ACTIVITY: The answer is to contain only the line containing "Reviewer note: check that every instance of the row" and the lines after it through the last one, each reproduced exactly as it appears below.

DATA RECORDS:
──────────

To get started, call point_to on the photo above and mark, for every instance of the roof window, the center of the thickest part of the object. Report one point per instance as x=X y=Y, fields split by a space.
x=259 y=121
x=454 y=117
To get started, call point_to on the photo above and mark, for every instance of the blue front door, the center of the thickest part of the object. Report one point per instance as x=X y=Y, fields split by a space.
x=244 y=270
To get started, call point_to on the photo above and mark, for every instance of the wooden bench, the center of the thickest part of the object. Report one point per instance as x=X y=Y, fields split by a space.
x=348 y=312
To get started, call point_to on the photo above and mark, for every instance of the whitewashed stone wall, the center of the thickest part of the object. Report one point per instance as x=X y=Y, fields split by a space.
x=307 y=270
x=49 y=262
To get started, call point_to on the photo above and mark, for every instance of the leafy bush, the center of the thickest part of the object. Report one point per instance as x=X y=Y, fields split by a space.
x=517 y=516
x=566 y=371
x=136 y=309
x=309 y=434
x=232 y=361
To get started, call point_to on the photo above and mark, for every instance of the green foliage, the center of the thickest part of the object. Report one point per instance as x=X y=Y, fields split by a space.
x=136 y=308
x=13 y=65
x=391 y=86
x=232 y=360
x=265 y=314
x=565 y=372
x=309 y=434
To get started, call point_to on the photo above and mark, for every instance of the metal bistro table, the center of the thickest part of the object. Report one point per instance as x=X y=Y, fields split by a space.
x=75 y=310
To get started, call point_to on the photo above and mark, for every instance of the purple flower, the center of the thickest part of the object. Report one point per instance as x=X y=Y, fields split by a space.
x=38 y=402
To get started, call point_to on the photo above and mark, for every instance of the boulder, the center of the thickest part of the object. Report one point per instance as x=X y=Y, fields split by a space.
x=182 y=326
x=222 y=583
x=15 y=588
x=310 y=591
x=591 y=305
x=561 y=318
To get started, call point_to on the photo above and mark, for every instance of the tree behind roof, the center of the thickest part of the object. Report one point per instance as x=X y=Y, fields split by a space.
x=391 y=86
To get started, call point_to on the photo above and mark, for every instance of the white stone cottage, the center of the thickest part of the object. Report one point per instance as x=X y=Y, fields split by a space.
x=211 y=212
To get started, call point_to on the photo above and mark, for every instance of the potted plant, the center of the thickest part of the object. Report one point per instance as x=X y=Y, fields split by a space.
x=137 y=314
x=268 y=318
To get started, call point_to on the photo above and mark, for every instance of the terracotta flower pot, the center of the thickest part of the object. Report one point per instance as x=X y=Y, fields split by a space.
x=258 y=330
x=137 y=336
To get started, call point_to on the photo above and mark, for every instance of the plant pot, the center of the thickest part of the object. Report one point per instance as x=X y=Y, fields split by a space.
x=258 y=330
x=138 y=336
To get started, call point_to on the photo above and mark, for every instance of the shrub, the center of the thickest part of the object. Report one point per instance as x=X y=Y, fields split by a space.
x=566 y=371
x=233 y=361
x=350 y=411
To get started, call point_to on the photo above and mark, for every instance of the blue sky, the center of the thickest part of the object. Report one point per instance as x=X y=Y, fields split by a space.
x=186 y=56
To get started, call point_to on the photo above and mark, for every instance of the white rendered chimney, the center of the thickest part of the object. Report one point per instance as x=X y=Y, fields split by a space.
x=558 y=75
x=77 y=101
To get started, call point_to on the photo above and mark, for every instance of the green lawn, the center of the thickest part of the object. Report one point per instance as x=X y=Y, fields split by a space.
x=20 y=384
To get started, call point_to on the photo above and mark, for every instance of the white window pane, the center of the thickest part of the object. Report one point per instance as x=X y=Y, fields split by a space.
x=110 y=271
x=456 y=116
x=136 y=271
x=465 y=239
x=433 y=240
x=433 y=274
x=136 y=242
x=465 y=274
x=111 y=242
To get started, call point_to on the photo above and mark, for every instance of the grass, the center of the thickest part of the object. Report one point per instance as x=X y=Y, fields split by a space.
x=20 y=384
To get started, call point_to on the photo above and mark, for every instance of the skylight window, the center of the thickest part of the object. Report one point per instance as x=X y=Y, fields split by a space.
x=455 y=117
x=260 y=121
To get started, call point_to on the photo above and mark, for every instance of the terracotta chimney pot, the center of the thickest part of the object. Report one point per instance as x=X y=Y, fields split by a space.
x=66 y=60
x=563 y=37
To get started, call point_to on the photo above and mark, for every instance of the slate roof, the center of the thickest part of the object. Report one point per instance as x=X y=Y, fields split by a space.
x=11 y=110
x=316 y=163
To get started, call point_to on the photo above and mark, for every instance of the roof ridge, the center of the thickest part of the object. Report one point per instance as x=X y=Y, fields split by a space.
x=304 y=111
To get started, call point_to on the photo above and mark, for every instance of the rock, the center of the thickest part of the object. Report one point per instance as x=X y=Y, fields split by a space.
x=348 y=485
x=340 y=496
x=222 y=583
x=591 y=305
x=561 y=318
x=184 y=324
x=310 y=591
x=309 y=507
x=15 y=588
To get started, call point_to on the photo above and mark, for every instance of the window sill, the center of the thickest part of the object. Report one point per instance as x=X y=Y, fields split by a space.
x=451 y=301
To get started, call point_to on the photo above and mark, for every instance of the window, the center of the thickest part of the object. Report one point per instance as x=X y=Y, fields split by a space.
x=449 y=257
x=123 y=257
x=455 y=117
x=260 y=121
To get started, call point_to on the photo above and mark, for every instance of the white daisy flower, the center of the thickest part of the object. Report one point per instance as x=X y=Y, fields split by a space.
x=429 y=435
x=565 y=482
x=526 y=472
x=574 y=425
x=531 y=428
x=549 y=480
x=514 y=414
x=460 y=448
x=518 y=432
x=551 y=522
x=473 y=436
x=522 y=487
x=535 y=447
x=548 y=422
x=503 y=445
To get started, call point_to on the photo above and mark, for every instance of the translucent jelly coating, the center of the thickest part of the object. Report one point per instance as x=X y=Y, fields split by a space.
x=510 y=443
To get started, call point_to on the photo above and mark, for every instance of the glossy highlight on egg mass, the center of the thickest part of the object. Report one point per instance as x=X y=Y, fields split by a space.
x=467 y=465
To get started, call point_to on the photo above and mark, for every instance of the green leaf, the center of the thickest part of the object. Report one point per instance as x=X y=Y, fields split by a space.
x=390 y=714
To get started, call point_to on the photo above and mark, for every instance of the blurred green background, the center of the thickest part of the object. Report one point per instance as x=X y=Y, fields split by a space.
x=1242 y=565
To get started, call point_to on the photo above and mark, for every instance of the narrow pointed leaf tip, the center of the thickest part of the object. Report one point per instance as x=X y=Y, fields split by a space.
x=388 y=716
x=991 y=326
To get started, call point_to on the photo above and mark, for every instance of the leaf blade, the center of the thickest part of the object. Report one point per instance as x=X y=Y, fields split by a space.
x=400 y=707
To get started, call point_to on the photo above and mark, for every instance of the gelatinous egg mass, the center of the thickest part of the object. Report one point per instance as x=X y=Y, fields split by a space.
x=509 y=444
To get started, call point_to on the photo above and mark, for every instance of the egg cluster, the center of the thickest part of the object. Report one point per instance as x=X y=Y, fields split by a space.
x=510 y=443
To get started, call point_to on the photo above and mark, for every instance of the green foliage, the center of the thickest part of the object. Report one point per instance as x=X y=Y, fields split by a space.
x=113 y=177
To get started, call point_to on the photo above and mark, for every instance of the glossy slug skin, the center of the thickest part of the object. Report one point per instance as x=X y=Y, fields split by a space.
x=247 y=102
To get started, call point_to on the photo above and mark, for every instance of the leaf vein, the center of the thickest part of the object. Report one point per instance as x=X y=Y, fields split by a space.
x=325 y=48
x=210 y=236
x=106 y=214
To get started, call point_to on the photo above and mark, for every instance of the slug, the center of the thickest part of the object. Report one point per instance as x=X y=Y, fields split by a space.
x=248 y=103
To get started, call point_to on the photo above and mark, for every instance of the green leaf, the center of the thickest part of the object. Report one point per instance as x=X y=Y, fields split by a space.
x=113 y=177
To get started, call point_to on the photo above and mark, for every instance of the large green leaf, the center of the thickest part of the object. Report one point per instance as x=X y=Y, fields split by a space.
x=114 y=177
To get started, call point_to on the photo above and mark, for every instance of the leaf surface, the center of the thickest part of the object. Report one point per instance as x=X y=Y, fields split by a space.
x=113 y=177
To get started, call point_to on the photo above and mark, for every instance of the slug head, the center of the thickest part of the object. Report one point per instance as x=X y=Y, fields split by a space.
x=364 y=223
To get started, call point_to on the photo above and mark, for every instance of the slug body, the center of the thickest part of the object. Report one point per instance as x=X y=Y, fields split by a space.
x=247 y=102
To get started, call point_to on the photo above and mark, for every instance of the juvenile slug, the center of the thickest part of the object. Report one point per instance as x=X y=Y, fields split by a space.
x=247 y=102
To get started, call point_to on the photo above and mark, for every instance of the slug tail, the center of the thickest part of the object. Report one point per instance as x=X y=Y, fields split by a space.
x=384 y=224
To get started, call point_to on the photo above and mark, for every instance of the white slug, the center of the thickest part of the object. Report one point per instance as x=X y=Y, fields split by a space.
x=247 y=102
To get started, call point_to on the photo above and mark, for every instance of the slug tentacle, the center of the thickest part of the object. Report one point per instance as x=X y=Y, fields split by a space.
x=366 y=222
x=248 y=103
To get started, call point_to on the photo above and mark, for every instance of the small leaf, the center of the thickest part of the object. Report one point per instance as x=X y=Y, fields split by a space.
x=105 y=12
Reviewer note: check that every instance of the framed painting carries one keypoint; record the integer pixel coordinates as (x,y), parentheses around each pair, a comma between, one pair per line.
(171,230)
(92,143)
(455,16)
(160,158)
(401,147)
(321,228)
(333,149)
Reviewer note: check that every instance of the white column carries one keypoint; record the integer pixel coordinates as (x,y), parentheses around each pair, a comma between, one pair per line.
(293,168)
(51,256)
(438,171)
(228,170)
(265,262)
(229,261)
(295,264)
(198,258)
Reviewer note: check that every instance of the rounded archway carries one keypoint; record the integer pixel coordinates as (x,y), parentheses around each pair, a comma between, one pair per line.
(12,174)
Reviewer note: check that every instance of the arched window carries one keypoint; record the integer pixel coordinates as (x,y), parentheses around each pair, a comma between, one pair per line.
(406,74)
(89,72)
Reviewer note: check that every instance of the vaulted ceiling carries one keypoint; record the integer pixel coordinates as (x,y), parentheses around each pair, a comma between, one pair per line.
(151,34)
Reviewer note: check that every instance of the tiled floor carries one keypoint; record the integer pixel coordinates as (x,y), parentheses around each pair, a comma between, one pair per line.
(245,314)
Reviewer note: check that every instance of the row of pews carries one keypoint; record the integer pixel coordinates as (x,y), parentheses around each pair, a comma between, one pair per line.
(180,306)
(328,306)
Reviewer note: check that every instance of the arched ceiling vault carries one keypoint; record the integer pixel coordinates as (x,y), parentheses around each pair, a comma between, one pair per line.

──────────

YOUR RESPONSE:
Reviewer note: check that every instance of the row of pews carries one keypoint; record the integer pixel coordinates as (x,y), parentheses around each pair, a comma between, one pair per line.
(180,306)
(328,306)
Reviewer note: check that every instance of the arched ceiling vault carries one keypoint; record the integer pixel coordinates as (x,y), parentheses around each pair, a comma between, one pair per line.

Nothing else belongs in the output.